■ Task set:
1. What range of pyrometric cone equivalent does the fireclay passage give for fireclays in general?
2. Report every line of the listing that contains the string "inside", matching case exactly.

■ Document excerpt:
== == ==

Streams moved the remaining fine particle material to other locations, resulting in different types of fireclay depending on the local geology. Almost all fireclays are formed by their movement along streams, eventually forming into beds. Clays of this type contain impurities gathered on their travels, which can contribute to their plastic qualities, fired color, particle size, organic content and refractory nature.

Consequently, the American Ceramic Society defines fireclay as a "sedimentary clay of low flux content," which enables it to withstand high temperatures before deforming. Generally, fireclays can have a pyrometric cone equivalent (PCE) from cone 31 (3022°F) to cone 36 (3268°F). The pyrometric cone equivalent is a classification of the softening point of a material, in this case fireclay.

== == ==

■ Input data:
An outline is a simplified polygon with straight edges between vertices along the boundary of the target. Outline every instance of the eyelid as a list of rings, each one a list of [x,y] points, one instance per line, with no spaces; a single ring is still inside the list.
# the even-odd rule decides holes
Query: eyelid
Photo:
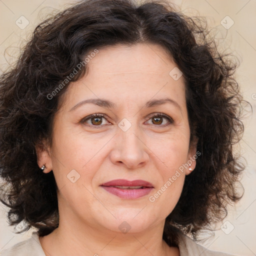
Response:
[[[168,122],[169,122],[169,123],[168,124],[160,124],[158,126],[158,125],[154,125],[154,124],[152,124],[152,125],[154,125],[154,126],[159,126],[159,127],[164,127],[164,126],[168,126],[170,124],[173,124],[174,122],[174,120],[170,117],[170,116],[169,116],[167,114],[166,114],[164,113],[161,113],[161,112],[154,112],[154,113],[152,113],[152,114],[150,114],[149,116],[148,116],[148,120],[149,120],[151,118],[154,117],[154,116],[161,116],[161,117],[163,117],[163,118],[166,118]],[[90,118],[96,118],[96,117],[102,117],[102,118],[104,118],[106,120],[107,120],[108,122],[108,118],[109,118],[108,117],[107,117],[107,116],[105,114],[100,114],[100,113],[96,113],[96,114],[90,114],[90,116],[86,116],[85,118],[83,118],[80,121],[80,122],[82,123],[82,124],[84,124],[84,122],[86,122],[86,121],[90,119]],[[100,125],[100,126],[92,126],[91,124],[88,124],[88,126],[93,126],[94,127],[100,127],[100,126],[104,126],[106,125],[108,125],[108,124],[104,124],[102,126],[102,125]]]

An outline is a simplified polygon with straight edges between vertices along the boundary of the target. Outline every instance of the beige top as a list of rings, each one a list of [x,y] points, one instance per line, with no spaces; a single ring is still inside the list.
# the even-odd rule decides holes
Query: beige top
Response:
[[[208,250],[183,234],[179,235],[178,240],[180,256],[232,256],[223,252]],[[36,232],[33,232],[32,237],[29,239],[19,242],[9,249],[0,252],[0,256],[30,255],[46,256]]]

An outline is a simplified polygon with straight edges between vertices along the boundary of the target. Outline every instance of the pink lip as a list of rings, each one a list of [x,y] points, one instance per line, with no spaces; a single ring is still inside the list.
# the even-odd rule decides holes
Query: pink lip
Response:
[[[103,188],[109,192],[124,199],[135,199],[148,194],[154,188],[152,184],[141,180],[114,180],[101,185]],[[113,186],[143,186],[144,188],[122,189]]]

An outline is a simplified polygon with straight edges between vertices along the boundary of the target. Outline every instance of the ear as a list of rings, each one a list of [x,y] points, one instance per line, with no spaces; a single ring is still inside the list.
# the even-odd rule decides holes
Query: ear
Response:
[[[44,174],[50,172],[52,170],[52,164],[50,148],[48,146],[46,142],[44,140],[40,145],[36,146],[36,151],[38,166],[41,168],[42,166],[44,166],[46,168],[42,172]]]
[[[196,152],[196,146],[198,145],[198,138],[196,137],[190,144],[188,154],[188,159],[186,160],[187,164],[188,166],[186,168],[185,172],[186,175],[188,175],[193,172],[194,169],[196,168],[196,160],[198,156],[201,154],[200,152]],[[191,166],[189,166],[189,164],[191,164]],[[191,170],[190,170],[190,168],[191,168]]]

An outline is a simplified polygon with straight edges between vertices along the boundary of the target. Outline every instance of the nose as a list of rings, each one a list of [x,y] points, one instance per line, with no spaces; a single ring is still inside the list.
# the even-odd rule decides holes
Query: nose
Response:
[[[110,154],[114,164],[124,165],[129,169],[142,167],[149,161],[148,148],[138,130],[132,126],[126,132],[118,130],[114,148]]]

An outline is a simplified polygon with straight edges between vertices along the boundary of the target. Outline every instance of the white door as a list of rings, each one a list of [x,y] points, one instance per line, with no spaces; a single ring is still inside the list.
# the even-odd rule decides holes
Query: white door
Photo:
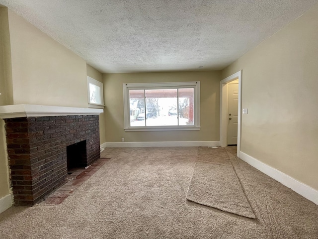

== == ==

■ Full solutions:
1. From cone 31 (3022°F) to cone 36 (3268°F).

2.
An outline is a simplified polygon with straight edges between vertices along the boundary of the target. Outline every instance of the eyelid as a list of rings, each one a list of [x,y] points, one instance per line, with no spaces; a single ring is still inside the list.
An outline is a simplified polygon with straight edges between vertices along the boundary of the target. Outline every instance of the beige top as a list of rings, each one a list of [x,y] points, one instance per line, with no spaces; a single ring is still inside the list.
An outline is a simplified polygon with straight edges between vertices along the boundary of the target. Outline every instance of the pink lip as a list of rings, each one a list of [x,y] points, one instance per line, with no spaces; a single ring is still inside the list.
An outline is a simplified polygon with straight edges between vertices along the boundary of the target. Outline every instance of the ear as a list of rings, each one a list of [x,y] points, one instance per line, with no spaces; a single ring is still inside the list.
An outline is a simplified polygon with straight edges between vertices along the boundary of the target. Outline every instance of the nose as a list of rings, each one a list of [x,y] points, one instance per line, with no spaces; a single ring is still inside the list.
An outline is a simplified polygon with straight edges between vertices along the boundary of the target. Outline every instance of the white door as a list of rings, each one a list of [x,y] points, one instance per line, with no spaces; a single ring is still inside the list.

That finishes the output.